Required work:
Take the part of the material that opens with the line containing "the blurred background" and closes with the line containing "pixel 182 152", and write those lines out again with "blurred background trees" swapped for "out-of-focus trees", leaving everything else unchanged.

Records shown:
____

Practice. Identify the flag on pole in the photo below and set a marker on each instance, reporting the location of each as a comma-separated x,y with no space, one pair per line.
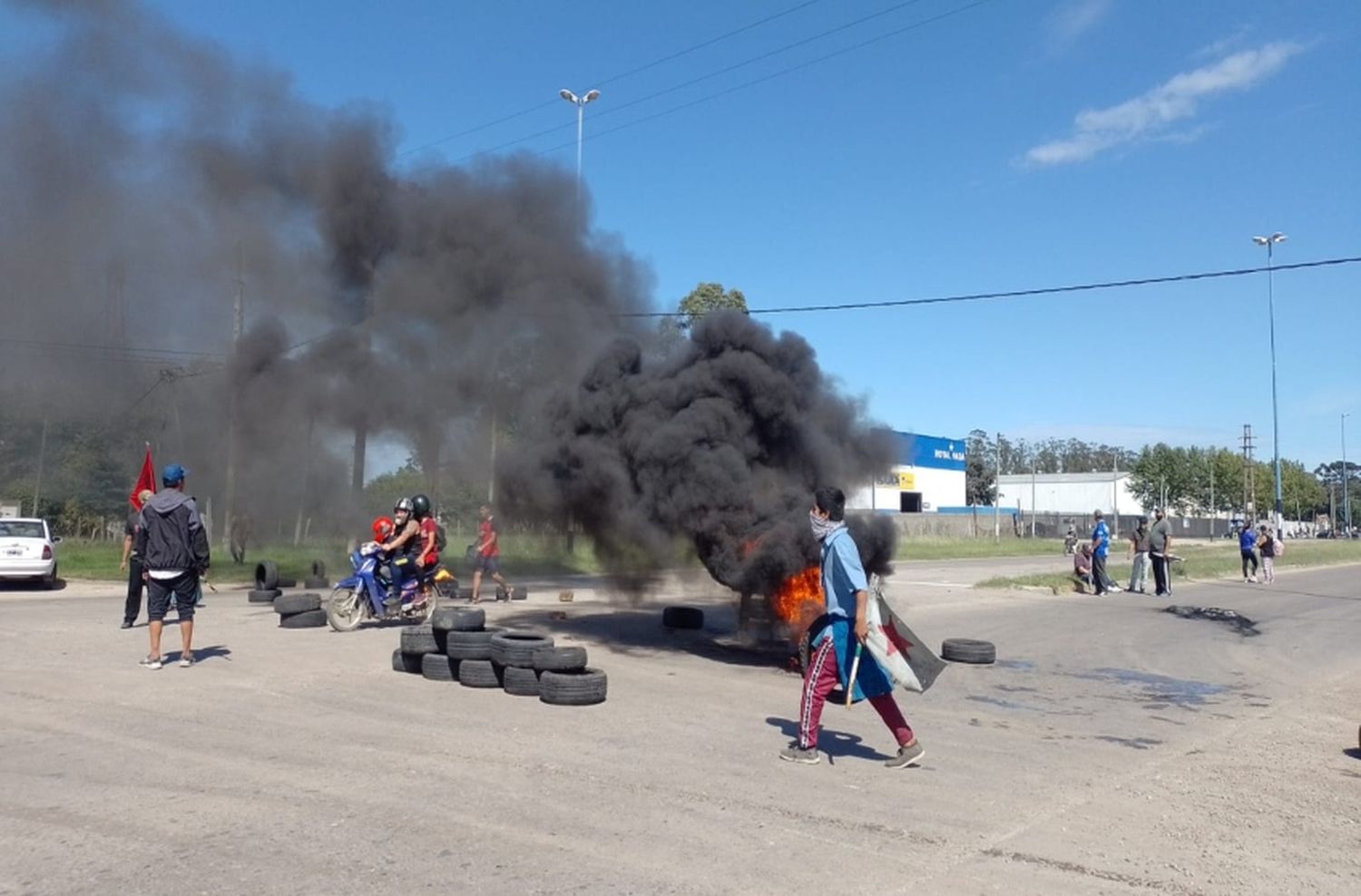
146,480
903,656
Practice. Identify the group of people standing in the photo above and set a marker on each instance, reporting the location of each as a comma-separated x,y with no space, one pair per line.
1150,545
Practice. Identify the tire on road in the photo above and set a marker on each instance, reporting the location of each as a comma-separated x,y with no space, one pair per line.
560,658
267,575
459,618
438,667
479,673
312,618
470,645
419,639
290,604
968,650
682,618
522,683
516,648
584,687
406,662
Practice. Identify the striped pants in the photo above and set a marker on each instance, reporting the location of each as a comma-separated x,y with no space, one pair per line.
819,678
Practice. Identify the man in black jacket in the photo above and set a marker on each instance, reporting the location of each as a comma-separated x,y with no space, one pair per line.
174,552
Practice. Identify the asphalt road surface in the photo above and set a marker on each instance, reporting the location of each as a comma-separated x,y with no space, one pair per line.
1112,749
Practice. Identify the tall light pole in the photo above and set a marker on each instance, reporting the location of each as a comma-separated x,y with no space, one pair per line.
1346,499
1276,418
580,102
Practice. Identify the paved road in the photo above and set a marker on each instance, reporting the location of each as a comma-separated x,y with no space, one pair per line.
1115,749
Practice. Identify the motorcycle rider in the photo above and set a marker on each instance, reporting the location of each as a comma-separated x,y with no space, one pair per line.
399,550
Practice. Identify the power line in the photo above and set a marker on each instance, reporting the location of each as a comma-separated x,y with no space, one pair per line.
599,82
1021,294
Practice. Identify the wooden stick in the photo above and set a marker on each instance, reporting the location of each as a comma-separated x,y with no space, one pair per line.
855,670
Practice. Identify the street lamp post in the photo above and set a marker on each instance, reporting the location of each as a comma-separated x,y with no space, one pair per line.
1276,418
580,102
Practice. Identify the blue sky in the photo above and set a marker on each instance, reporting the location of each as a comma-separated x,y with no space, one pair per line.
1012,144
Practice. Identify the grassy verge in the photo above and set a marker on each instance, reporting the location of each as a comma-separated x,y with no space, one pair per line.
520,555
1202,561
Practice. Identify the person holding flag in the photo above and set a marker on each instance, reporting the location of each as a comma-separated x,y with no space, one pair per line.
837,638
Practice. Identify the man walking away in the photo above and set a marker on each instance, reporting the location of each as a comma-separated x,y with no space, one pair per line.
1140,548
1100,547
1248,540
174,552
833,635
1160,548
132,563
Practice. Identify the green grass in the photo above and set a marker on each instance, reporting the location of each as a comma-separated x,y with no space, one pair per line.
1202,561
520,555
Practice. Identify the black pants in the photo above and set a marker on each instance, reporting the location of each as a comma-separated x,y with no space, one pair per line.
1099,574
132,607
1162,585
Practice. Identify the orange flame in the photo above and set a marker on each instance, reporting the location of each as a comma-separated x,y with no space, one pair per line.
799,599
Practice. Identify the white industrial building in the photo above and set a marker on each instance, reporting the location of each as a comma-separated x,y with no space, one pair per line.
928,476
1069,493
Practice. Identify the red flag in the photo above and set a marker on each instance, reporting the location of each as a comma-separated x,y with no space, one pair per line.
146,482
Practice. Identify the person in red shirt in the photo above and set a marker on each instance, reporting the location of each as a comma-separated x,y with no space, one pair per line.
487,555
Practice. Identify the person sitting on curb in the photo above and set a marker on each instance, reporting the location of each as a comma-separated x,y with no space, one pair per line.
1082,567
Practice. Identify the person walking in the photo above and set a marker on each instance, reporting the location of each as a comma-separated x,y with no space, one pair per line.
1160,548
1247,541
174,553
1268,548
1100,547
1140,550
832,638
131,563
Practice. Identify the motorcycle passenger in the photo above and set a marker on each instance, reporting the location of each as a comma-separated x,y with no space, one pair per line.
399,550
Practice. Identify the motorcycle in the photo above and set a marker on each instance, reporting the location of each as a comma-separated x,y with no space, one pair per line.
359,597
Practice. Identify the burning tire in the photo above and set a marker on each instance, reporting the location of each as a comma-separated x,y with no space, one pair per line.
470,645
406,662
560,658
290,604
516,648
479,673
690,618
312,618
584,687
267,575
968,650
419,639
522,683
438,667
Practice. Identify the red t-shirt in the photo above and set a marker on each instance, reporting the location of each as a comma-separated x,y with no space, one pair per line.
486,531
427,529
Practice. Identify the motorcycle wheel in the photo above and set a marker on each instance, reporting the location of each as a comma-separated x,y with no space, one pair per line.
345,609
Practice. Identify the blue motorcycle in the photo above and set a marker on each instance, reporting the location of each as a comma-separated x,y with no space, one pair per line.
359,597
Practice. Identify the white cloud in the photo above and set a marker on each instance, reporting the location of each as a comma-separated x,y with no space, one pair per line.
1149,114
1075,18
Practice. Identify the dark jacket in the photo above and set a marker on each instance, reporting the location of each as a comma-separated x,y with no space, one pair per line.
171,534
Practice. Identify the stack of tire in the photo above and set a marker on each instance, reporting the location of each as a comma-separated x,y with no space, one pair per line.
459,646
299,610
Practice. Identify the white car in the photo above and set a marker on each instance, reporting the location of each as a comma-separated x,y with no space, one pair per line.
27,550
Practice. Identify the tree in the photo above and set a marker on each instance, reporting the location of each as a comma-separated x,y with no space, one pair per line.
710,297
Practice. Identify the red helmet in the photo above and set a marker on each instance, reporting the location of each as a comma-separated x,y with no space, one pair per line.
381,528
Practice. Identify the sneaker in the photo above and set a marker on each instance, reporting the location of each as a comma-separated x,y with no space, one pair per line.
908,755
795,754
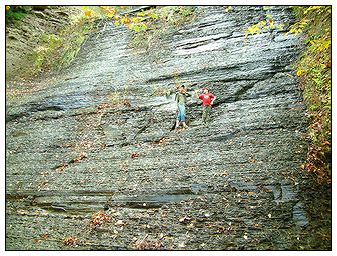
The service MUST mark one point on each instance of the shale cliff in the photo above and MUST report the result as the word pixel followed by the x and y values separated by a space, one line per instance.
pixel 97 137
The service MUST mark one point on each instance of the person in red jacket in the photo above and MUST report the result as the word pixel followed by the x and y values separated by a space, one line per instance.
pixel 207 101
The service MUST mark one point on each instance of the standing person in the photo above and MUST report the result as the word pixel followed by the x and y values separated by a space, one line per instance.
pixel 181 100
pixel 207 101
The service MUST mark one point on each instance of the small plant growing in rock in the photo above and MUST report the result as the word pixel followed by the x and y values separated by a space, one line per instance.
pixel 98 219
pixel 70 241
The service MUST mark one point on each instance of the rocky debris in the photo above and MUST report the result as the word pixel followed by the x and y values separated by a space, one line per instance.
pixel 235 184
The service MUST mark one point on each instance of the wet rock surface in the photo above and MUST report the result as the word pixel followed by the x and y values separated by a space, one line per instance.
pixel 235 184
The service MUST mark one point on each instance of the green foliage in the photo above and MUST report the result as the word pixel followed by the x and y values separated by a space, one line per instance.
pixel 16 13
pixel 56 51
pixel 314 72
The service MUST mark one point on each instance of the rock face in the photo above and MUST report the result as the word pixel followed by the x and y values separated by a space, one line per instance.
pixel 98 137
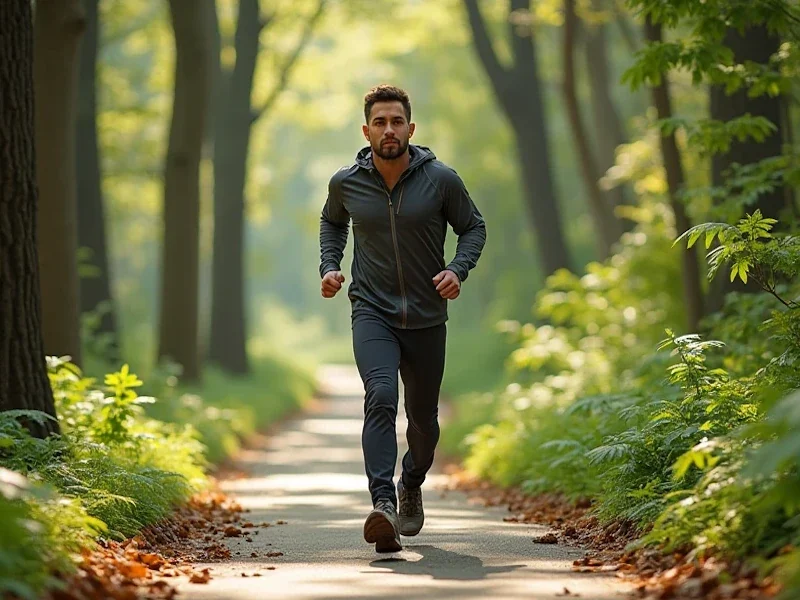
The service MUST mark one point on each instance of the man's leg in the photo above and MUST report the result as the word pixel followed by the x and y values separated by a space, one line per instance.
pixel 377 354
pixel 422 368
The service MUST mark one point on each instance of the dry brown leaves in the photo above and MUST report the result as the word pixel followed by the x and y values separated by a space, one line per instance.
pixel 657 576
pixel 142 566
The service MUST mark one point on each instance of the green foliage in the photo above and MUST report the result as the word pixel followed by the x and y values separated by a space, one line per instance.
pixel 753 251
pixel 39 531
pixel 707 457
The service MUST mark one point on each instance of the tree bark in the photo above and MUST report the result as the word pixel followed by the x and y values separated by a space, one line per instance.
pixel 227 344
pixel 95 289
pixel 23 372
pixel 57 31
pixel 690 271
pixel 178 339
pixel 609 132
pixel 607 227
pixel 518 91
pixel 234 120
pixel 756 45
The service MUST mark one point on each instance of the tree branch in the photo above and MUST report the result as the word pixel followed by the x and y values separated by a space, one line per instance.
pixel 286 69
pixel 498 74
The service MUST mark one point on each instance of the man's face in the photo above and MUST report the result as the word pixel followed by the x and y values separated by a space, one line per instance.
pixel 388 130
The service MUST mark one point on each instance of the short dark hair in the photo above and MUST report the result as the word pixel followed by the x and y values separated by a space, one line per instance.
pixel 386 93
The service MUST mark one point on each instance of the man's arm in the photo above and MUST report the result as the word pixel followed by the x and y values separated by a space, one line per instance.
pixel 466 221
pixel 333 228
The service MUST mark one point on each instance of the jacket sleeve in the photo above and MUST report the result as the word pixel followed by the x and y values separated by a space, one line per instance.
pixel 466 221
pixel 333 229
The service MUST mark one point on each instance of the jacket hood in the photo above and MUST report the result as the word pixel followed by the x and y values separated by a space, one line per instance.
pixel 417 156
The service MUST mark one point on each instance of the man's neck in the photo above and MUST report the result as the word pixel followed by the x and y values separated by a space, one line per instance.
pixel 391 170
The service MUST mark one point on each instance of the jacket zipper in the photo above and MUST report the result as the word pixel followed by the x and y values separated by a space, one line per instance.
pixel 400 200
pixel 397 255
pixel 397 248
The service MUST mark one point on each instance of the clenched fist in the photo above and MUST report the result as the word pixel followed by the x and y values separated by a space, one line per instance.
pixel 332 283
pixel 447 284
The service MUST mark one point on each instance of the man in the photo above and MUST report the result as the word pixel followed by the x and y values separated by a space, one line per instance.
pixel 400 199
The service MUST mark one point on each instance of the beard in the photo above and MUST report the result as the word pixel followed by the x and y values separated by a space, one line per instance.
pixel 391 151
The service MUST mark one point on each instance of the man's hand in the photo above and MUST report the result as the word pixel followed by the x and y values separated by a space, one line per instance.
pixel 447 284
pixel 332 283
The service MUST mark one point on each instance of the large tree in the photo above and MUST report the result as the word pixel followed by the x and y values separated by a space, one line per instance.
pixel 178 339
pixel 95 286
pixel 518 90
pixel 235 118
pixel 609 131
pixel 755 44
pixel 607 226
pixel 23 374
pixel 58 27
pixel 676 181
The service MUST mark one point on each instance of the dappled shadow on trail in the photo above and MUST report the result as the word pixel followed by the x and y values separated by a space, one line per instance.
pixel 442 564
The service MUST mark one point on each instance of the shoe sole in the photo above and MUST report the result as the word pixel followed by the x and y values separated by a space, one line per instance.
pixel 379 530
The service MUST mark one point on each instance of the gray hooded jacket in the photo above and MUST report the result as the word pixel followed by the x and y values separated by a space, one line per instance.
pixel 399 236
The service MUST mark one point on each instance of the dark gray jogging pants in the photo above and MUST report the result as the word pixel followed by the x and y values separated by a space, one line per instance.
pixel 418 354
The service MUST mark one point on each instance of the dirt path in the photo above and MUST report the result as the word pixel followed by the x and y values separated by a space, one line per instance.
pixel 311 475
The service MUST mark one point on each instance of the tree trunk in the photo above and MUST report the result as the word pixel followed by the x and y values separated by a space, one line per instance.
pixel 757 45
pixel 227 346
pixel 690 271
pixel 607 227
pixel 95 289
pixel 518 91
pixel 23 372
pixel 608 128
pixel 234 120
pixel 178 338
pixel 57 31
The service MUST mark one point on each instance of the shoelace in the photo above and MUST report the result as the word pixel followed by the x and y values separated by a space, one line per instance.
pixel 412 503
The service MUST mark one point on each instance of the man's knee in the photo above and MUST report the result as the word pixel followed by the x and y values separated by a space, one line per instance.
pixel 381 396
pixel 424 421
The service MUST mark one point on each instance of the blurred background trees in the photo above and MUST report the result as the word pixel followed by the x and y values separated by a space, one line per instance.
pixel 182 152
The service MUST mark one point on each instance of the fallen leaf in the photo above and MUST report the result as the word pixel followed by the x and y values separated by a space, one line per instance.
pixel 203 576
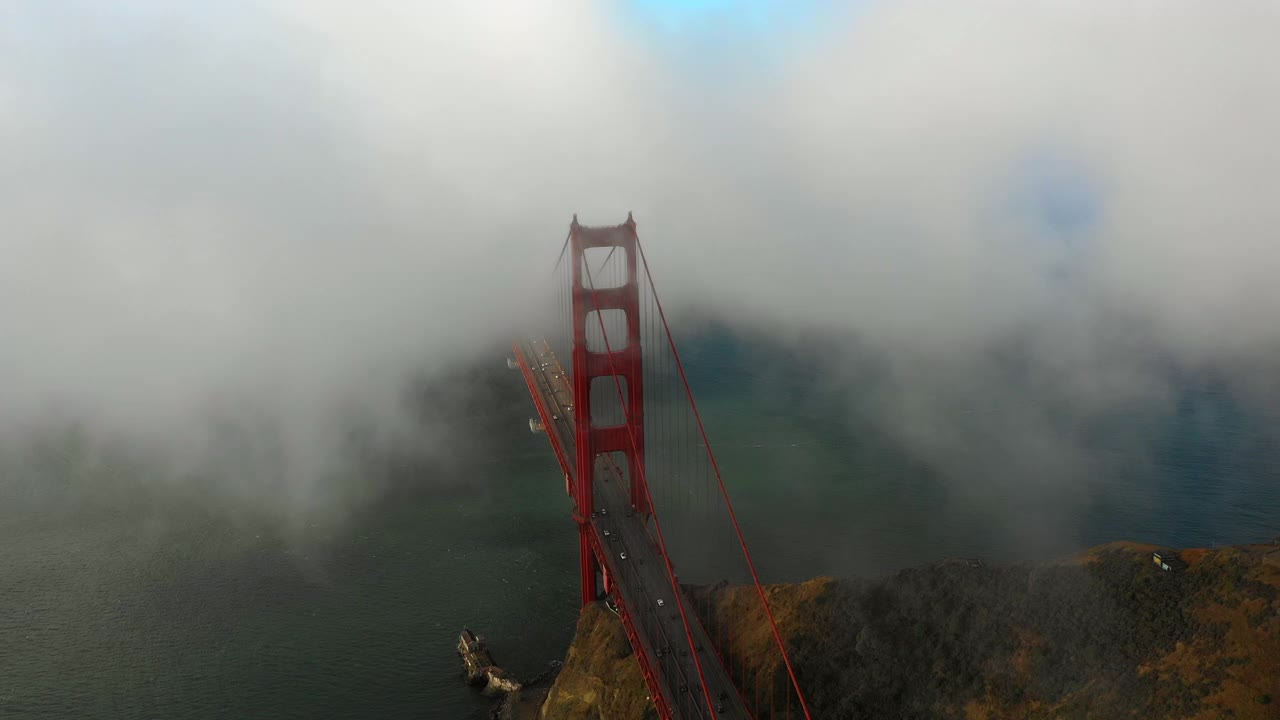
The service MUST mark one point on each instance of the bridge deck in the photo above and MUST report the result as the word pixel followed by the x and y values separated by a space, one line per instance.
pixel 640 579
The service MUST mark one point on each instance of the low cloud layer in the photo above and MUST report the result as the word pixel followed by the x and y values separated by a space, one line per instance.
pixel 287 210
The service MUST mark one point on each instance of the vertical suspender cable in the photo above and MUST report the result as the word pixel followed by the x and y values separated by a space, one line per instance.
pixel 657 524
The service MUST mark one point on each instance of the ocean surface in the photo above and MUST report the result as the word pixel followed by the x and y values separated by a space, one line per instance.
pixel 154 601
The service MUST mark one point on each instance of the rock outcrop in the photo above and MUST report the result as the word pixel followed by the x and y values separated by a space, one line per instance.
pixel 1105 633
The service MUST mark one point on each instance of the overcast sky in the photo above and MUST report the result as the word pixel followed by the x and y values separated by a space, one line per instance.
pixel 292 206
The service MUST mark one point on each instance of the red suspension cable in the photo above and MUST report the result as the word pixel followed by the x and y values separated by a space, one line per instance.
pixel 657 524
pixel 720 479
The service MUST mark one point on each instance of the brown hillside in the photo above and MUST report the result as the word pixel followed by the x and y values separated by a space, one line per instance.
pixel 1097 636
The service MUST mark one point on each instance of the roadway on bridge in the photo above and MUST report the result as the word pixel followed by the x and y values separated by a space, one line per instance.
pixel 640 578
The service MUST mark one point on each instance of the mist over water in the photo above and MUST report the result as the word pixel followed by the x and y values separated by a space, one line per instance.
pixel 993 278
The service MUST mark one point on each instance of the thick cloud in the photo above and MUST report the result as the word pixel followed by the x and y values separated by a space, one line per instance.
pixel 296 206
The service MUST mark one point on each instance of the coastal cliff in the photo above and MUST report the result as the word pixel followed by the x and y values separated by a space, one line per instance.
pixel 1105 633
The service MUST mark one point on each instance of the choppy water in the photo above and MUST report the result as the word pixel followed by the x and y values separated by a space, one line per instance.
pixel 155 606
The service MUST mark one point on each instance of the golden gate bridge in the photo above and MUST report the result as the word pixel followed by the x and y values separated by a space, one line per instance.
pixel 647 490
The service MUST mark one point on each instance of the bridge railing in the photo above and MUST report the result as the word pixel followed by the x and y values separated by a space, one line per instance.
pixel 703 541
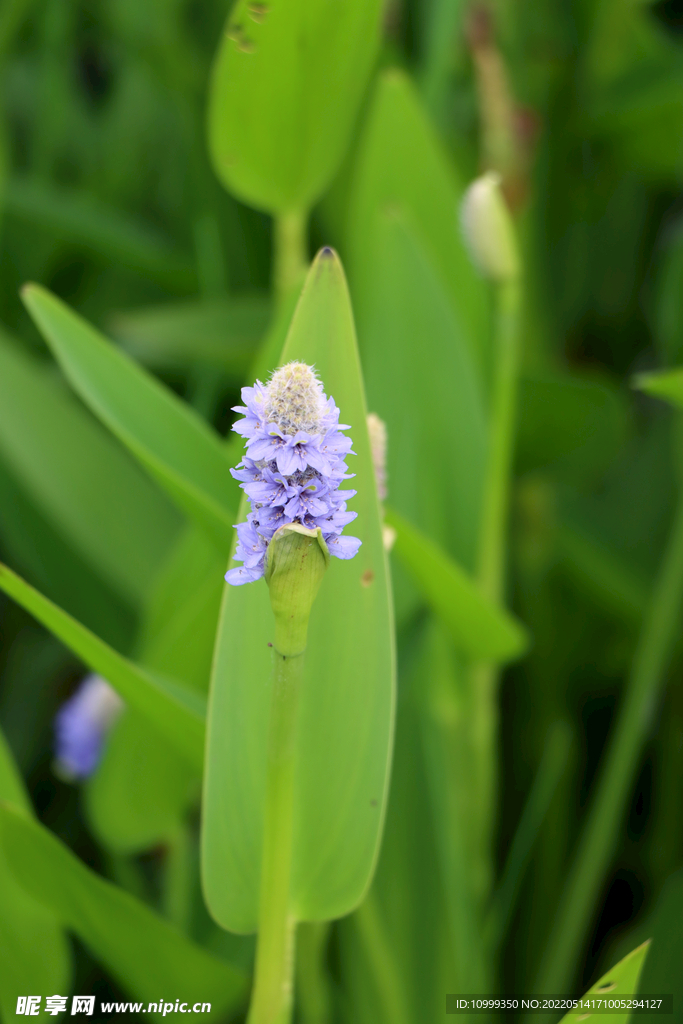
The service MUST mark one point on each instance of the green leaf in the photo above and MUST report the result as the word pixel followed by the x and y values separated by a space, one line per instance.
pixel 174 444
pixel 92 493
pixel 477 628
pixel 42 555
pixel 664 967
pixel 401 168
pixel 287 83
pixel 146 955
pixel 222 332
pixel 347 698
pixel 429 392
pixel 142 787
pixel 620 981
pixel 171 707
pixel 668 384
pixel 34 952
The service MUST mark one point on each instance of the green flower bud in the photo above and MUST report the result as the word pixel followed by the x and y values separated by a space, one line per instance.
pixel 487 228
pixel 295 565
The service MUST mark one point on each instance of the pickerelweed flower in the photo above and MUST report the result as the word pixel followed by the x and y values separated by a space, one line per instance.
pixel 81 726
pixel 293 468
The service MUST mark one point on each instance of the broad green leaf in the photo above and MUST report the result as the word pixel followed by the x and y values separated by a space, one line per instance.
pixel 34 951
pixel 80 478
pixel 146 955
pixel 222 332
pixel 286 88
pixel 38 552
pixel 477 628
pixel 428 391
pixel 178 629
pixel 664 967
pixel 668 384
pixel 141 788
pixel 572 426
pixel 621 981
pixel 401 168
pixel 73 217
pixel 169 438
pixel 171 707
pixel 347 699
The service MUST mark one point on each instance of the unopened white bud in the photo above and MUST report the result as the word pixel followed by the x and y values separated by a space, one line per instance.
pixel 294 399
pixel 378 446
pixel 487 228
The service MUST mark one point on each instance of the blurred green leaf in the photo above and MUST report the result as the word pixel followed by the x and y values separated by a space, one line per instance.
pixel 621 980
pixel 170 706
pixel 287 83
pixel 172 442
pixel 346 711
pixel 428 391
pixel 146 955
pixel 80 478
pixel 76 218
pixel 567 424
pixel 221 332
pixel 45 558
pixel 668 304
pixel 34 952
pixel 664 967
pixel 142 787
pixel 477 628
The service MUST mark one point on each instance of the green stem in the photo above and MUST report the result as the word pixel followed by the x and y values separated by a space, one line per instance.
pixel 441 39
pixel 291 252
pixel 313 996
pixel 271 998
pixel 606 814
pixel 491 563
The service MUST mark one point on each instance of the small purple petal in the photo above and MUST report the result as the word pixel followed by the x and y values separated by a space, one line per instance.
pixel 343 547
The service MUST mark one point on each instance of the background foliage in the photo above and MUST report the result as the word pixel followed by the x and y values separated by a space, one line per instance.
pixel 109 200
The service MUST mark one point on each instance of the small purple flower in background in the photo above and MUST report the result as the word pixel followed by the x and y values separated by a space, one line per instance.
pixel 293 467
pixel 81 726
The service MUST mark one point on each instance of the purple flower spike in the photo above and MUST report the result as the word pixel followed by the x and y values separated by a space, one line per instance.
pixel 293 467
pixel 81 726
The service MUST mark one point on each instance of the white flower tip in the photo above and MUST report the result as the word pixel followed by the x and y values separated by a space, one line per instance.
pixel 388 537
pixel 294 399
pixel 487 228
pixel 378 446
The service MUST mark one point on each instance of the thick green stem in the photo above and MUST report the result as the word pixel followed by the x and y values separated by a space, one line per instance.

____

Solved problem:
The service MUST mark one point on each instance of the out-of-focus trees in the photo above and MUST report the result as the word pixel followed by the x and y values separated by a space, one line per instance.
pixel 182 152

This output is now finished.